- SHORT PROBLEM -
Rewrite the lines below as a numbered list, omitting blank lines and excluding the pictures.

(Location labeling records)
::::::

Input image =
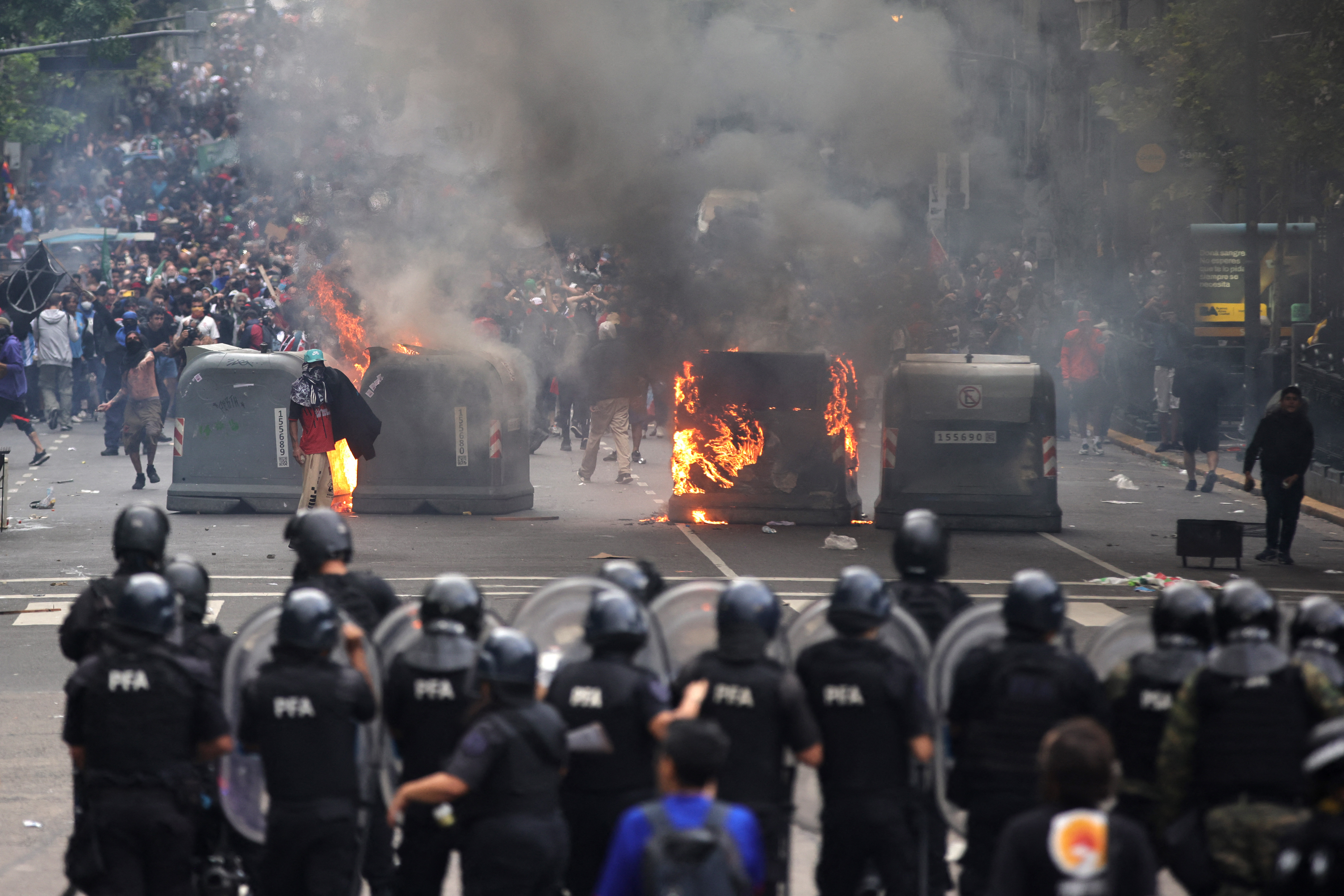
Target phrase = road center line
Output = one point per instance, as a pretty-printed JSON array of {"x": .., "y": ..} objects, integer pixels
[
  {"x": 1084, "y": 554},
  {"x": 705, "y": 549}
]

::::::

- EXERCISE SOLUTION -
1. Input image =
2. Target phrase = road center line
3. Output = one point per instance, as a pretty-printed JSON array of {"x": .., "y": ..} objects, integer pixels
4. [
5.   {"x": 1084, "y": 554},
6.   {"x": 705, "y": 549}
7. ]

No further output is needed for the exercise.